→ **DATASET EXCERPTS**
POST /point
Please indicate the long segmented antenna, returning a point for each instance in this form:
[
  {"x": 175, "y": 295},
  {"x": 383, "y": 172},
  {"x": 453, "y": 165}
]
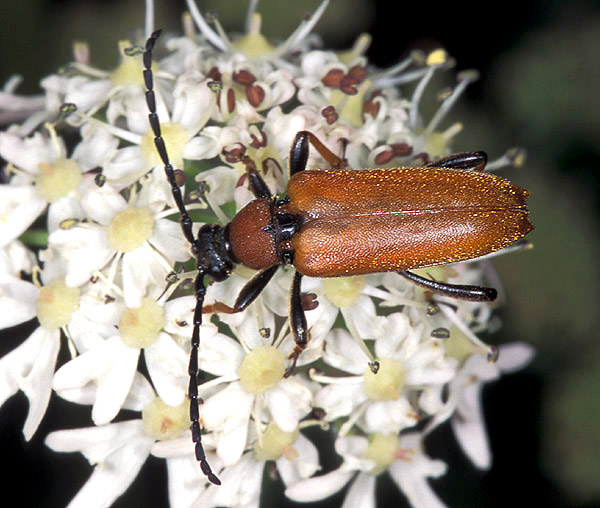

→ **WHAT YOU SHOULD DO**
Copy all of the lines above exactly, but leave out the picture.

→ **RESULT**
POST /point
Please indicate the long segmented antenna, returning a point for each instance in this form:
[
  {"x": 175, "y": 295},
  {"x": 383, "y": 172},
  {"x": 453, "y": 165}
]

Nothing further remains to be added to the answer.